§ WHAT YOU SHOULD DO
Everything in the entries except the pictures must be duplicated exactly.
═════ MATERIAL SHOWN ═════
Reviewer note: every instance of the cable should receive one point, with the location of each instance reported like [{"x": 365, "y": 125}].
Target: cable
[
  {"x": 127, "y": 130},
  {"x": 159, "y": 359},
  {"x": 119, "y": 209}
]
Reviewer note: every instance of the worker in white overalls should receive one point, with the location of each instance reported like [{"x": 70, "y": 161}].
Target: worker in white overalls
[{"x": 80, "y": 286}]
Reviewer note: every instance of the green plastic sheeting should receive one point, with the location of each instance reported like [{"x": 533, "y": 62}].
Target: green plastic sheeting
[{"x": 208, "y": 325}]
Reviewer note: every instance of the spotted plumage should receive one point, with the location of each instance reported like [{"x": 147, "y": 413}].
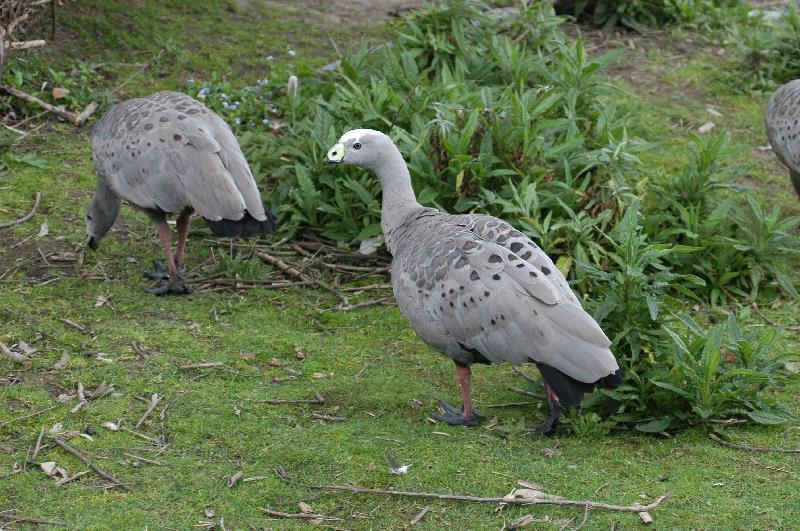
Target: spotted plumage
[
  {"x": 782, "y": 121},
  {"x": 169, "y": 154},
  {"x": 478, "y": 290}
]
═════
§ TASK RESPONSE
Reviewer note: every instance of the cable should receive one point, with the location of each instance reported like [{"x": 365, "y": 125}].
Target: cable
[
  {"x": 127, "y": 130},
  {"x": 159, "y": 359},
  {"x": 119, "y": 209}
]
Reviewer note: every instance of the worker in white overalls should receive one point, with the location of each instance reported like [{"x": 70, "y": 161}].
Target: worker in white overalls
[{"x": 80, "y": 286}]
Reviewer note: every instance of the green plastic sheeting should receive one point, with the location of each instance reported like [{"x": 533, "y": 62}].
Target: green plastic sheeting
[{"x": 208, "y": 325}]
Reviewer note: every instance of the spotted plumage should receive one point, with the location of each instance reported like [{"x": 147, "y": 413}].
Target: spotted plumage
[
  {"x": 782, "y": 121},
  {"x": 169, "y": 154},
  {"x": 478, "y": 290}
]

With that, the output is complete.